## [PROBLEM REQUIREMENTS]
For the listing that follows, give again exactly the lines from the one with "Target: asphalt road" to the one with "Target: black backpack", including both.

## [DATA]
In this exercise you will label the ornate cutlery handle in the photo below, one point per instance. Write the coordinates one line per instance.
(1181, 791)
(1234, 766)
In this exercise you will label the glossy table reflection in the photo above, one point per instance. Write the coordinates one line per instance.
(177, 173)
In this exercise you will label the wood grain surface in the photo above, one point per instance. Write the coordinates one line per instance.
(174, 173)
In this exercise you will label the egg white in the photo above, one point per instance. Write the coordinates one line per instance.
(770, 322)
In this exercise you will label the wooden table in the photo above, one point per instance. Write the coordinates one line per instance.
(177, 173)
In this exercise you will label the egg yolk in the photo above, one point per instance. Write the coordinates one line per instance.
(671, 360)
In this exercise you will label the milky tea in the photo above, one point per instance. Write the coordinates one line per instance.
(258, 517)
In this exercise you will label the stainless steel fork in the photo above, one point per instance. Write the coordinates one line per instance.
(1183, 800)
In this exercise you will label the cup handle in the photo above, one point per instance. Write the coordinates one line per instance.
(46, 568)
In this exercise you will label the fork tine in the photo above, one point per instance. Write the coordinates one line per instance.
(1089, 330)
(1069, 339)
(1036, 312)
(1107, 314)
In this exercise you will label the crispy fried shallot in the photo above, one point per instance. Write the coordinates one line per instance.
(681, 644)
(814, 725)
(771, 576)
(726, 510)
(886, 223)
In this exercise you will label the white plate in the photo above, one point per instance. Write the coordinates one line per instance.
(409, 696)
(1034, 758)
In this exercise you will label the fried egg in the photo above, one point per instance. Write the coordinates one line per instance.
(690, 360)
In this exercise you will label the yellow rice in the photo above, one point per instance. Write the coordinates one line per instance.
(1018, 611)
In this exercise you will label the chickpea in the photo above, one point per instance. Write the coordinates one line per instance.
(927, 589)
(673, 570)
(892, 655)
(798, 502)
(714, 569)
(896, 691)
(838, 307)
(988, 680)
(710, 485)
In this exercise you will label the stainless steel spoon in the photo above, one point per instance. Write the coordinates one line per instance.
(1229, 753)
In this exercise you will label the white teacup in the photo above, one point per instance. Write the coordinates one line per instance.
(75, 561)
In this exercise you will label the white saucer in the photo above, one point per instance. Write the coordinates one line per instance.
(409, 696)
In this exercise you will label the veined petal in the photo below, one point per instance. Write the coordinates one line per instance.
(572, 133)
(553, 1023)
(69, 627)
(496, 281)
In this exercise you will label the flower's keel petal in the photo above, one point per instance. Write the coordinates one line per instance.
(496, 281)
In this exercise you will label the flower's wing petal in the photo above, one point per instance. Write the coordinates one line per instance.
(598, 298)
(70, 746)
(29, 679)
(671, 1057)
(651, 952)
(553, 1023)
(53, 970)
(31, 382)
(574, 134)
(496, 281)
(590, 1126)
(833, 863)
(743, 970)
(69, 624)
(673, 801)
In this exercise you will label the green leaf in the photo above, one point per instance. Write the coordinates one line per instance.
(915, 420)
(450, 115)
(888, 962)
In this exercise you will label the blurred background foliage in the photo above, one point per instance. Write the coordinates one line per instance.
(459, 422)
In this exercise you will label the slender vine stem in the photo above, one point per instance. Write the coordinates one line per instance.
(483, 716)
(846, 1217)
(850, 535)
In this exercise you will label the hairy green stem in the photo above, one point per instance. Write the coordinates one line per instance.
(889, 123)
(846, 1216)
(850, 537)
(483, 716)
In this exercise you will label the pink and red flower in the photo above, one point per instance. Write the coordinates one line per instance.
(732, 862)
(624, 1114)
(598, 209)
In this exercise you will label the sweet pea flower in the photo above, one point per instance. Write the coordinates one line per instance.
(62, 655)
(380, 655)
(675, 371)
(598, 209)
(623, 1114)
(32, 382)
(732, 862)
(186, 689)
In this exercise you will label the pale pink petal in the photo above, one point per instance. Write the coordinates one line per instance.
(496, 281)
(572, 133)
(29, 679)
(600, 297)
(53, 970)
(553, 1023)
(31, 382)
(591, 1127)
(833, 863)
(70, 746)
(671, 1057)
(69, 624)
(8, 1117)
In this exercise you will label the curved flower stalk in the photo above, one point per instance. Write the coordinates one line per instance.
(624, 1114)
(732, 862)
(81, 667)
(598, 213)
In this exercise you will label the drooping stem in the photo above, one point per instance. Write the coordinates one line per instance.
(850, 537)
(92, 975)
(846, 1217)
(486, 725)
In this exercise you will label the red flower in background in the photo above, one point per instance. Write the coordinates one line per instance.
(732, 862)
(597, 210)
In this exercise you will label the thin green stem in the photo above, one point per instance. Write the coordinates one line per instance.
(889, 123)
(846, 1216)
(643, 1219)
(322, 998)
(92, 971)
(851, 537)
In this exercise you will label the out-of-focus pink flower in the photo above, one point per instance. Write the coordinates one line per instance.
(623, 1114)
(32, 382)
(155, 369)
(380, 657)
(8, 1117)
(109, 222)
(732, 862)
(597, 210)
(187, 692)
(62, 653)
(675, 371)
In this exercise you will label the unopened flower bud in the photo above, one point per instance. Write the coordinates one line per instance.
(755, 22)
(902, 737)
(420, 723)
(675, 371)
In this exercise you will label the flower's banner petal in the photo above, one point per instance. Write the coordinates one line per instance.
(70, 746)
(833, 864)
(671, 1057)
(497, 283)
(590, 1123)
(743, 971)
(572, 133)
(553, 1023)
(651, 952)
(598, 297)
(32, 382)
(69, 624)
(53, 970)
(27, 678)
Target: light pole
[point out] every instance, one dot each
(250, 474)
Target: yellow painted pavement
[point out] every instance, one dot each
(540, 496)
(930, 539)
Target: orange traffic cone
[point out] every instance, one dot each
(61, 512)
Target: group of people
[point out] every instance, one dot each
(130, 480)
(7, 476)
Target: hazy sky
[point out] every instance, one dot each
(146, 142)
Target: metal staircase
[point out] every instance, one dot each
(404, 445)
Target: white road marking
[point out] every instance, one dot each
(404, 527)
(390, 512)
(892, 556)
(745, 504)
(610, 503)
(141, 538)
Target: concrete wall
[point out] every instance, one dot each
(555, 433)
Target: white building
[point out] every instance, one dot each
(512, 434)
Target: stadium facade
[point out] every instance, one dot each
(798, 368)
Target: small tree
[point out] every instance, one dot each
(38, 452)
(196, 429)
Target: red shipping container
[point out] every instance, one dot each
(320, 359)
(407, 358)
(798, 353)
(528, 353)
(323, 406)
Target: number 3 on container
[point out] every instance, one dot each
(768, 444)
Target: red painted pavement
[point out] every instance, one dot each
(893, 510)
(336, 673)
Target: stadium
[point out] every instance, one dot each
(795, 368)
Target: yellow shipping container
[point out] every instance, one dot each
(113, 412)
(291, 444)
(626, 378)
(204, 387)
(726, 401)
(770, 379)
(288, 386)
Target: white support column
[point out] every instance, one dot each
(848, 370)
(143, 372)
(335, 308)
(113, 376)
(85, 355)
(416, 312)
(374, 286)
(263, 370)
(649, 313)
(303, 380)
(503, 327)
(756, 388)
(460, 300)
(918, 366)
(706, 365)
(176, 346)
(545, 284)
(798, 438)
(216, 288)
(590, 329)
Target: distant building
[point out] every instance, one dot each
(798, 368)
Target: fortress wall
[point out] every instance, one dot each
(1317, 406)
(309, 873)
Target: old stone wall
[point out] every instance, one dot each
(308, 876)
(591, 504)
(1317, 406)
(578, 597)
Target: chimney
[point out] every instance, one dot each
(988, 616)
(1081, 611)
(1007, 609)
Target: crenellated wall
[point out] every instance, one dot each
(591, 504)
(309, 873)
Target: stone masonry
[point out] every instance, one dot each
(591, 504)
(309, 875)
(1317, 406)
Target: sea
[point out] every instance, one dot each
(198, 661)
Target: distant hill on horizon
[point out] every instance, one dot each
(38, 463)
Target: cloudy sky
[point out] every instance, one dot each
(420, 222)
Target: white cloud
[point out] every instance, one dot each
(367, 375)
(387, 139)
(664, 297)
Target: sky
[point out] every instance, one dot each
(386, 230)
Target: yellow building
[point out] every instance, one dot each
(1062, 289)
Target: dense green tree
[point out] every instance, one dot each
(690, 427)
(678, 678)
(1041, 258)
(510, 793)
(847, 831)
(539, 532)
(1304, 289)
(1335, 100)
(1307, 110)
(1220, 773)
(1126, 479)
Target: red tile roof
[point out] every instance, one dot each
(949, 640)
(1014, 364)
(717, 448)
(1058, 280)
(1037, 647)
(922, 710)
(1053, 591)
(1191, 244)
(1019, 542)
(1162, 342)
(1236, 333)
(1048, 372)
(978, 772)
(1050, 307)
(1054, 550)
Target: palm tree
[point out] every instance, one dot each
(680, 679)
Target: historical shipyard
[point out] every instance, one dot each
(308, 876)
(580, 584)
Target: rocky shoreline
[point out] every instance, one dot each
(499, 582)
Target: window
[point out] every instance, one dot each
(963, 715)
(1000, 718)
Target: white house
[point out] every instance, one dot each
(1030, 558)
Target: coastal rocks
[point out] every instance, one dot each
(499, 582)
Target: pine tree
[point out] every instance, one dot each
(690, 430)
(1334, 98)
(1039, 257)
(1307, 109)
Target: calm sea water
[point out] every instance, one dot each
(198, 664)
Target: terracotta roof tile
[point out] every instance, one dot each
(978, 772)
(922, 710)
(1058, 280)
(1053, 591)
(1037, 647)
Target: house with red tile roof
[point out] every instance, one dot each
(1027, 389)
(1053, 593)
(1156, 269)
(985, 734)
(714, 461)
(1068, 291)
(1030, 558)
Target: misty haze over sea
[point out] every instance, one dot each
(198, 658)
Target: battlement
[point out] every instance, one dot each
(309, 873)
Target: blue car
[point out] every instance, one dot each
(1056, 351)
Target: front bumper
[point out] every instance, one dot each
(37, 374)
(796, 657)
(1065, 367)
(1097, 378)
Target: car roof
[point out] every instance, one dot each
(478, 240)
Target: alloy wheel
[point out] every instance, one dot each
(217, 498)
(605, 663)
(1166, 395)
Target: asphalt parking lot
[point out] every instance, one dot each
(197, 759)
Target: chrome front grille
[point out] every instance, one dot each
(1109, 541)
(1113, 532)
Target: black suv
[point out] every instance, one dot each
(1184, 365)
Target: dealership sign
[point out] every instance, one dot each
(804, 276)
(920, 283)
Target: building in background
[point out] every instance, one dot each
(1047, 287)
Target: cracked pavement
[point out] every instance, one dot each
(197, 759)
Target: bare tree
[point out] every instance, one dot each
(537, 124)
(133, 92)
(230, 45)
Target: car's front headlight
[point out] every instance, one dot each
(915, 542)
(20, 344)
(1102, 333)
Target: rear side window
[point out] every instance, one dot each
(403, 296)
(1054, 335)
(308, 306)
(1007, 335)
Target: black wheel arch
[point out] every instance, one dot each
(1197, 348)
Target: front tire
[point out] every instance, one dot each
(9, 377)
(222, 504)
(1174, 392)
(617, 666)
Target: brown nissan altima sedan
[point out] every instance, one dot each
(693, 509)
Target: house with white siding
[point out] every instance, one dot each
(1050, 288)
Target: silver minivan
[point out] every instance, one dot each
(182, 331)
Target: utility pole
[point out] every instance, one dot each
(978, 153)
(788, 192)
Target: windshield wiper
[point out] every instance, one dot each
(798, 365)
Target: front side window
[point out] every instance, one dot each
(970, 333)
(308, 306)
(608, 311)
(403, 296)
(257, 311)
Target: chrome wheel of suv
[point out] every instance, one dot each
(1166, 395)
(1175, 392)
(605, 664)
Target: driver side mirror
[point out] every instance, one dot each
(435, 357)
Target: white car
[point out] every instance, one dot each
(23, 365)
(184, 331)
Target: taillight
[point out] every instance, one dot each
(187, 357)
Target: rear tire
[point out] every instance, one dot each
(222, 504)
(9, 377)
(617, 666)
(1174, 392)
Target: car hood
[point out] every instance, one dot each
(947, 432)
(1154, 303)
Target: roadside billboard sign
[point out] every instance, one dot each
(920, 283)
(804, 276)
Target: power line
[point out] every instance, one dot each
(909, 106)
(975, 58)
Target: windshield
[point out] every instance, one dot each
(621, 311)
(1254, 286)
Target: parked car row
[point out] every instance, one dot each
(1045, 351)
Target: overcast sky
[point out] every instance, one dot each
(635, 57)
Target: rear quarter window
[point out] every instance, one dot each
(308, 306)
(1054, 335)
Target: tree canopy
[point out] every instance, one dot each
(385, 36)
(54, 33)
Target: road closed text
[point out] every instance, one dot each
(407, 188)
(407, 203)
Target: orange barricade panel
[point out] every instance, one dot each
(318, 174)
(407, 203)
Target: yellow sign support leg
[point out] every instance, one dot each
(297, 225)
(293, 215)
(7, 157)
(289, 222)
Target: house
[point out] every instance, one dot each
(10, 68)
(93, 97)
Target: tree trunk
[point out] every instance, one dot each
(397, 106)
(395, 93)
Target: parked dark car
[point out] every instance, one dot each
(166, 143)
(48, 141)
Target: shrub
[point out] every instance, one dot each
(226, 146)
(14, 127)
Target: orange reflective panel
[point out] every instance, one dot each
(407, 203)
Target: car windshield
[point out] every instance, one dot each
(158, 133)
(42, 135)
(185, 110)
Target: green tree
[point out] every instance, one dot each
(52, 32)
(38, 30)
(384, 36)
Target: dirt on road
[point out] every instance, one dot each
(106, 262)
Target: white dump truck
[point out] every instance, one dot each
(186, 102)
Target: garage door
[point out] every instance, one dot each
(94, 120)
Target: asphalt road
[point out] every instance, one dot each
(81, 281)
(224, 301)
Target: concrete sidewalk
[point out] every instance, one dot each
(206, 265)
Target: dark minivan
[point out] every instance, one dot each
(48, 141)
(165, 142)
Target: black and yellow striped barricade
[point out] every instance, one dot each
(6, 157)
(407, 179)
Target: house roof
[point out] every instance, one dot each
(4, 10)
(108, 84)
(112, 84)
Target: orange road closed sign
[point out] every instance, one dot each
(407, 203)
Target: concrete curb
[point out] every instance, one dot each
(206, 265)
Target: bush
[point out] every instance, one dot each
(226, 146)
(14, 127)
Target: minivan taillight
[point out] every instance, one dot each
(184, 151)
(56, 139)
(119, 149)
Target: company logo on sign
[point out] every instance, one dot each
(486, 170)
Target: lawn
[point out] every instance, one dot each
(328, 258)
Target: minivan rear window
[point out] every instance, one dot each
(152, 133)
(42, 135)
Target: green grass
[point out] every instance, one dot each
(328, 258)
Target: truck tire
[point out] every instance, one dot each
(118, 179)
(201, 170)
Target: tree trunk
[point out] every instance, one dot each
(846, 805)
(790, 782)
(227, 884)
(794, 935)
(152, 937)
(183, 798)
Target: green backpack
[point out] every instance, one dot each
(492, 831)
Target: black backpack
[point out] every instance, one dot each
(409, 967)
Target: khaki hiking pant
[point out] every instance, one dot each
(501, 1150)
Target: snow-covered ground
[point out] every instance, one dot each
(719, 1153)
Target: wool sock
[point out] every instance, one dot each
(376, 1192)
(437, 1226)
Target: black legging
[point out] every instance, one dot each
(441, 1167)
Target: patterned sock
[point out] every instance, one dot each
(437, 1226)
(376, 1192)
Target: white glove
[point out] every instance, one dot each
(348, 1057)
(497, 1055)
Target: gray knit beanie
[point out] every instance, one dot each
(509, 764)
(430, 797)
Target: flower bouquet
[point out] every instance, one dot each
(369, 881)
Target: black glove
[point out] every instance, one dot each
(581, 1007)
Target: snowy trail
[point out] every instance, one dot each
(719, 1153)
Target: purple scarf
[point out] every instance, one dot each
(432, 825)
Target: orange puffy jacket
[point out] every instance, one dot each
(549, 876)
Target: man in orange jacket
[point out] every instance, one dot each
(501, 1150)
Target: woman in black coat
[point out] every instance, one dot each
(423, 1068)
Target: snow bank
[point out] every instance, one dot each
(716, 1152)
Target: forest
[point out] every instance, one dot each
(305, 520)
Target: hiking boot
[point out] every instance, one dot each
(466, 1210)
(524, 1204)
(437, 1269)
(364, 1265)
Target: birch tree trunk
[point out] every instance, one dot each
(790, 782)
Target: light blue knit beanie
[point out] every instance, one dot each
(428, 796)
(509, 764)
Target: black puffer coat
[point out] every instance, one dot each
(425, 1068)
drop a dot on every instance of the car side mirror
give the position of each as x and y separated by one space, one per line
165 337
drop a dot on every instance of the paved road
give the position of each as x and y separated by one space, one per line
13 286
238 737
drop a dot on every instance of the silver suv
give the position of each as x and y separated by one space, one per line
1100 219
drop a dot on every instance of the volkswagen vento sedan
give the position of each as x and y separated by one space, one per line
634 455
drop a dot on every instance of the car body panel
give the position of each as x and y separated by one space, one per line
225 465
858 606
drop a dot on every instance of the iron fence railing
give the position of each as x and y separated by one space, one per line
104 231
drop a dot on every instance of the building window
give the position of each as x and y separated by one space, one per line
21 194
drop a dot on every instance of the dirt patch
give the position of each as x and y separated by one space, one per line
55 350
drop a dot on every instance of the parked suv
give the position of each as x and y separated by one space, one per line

## [PROBLEM SOLUTION]
Target: asphalt road
[point out] every instance, one dot each
(81, 281)
(224, 301)
Target: concrete sidewalk
[point out] every instance, one dot each
(206, 265)
Target: dark minivan
[point out] every instance, one dot each
(48, 141)
(165, 142)
Target: black and yellow striped barricade
[point out] every instance, one dot each
(6, 157)
(407, 179)
Target: house roof
[point out] every instance, one dot each
(4, 10)
(108, 84)
(112, 84)
Target: orange road closed sign
[point out] every instance, one dot each
(407, 203)
Target: concrete curb
[point out] every instance, one dot each
(206, 265)
Target: bush
[point out] every instance, one dot each
(226, 146)
(14, 127)
Target: minivan taillight
[point out] every instance, one dot each
(184, 151)
(56, 139)
(119, 149)
Target: company logo on sign
[point out] every instance, one dot each
(486, 170)
Target: lawn
[point out] every instance, one dot each
(328, 258)
Target: minivan rear window
[point out] every instance, one dot each
(152, 133)
(42, 135)
Target: green grass
[point out] every instance, one dot each
(328, 258)
Target: truck tire
[point out] every instance, one dot each
(118, 179)
(201, 170)
Target: tree trunk
[point out] every instance, one dot each
(846, 805)
(790, 782)
(227, 884)
(794, 935)
(152, 937)
(183, 798)
Target: green backpack
[point out] every instance, one dot each
(492, 831)
Target: black backpack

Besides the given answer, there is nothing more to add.